Copy all entries without alteration and skip the pictures they hold.

::: Given records :::

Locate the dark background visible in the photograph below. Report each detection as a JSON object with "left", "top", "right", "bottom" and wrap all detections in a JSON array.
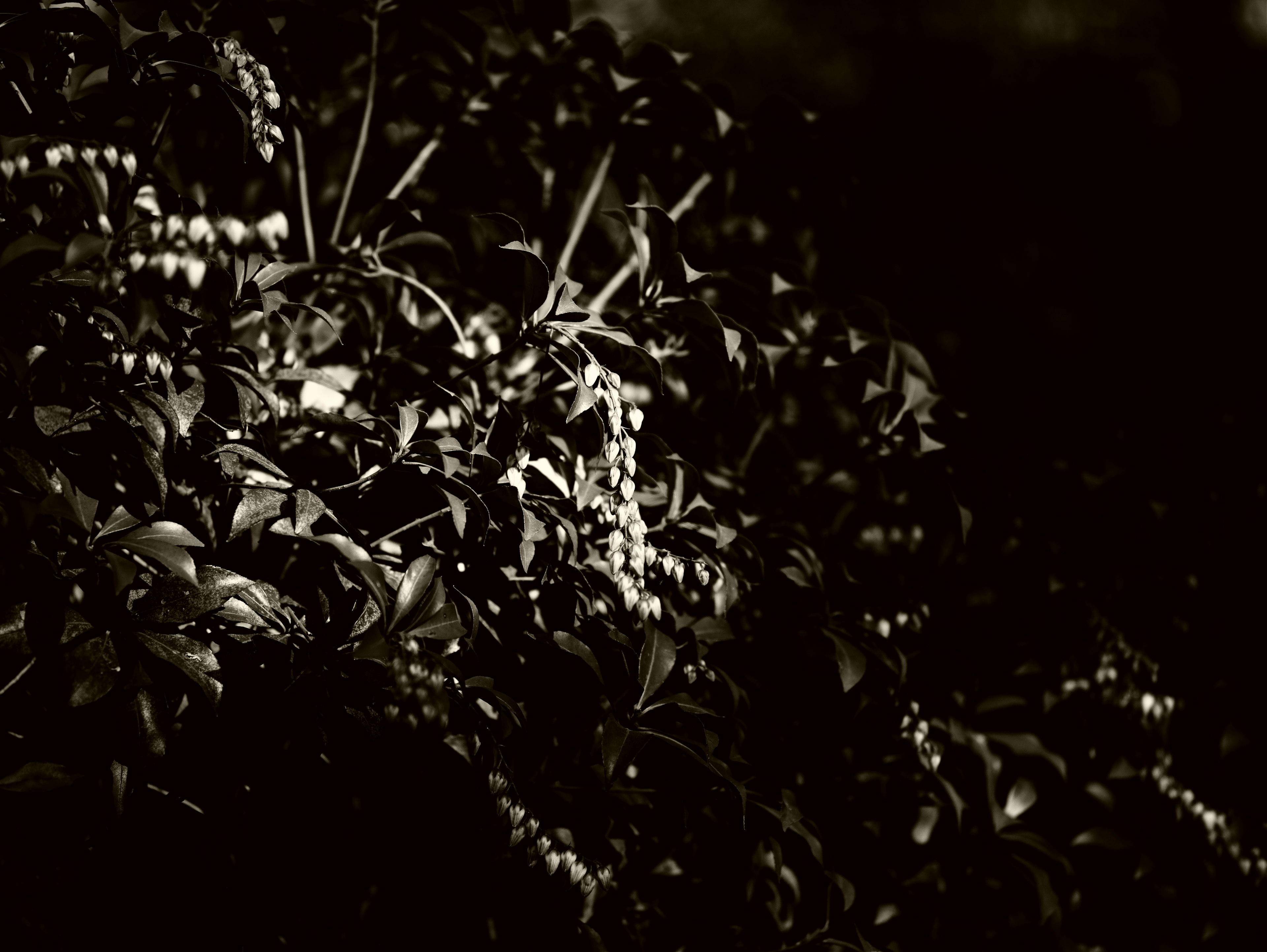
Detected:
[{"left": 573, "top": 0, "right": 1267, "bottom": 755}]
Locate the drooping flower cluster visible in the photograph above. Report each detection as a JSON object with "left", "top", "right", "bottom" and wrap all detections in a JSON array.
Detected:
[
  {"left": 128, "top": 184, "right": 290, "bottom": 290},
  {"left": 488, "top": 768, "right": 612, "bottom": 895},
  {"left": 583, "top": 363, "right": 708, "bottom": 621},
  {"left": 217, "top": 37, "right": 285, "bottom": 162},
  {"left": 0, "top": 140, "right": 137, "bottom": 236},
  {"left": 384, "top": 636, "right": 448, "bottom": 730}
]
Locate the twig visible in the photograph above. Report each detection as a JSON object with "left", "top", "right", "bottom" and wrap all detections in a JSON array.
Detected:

:::

Correct output.
Locate the dark background visible in the photograph below. Report each detection as a JSON object with "left", "top", "right", "bottom" and wrap all detections in a JSON array.
Detected:
[{"left": 573, "top": 0, "right": 1267, "bottom": 755}]
Locate the drooping flower cluster visible in the photograph above. Report each detection as a JSON object with "left", "top", "right", "bottom" and wrap all detections in a JSON array.
Detected:
[
  {"left": 128, "top": 184, "right": 290, "bottom": 290},
  {"left": 488, "top": 768, "right": 612, "bottom": 895},
  {"left": 583, "top": 363, "right": 708, "bottom": 621},
  {"left": 217, "top": 37, "right": 285, "bottom": 162},
  {"left": 0, "top": 140, "right": 137, "bottom": 236},
  {"left": 384, "top": 636, "right": 448, "bottom": 730}
]
Locate the twig visible in the photograph above. Report each detection as a JSON object with "left", "top", "right", "bottom" and wrap all detections in a JSON array.
Detected:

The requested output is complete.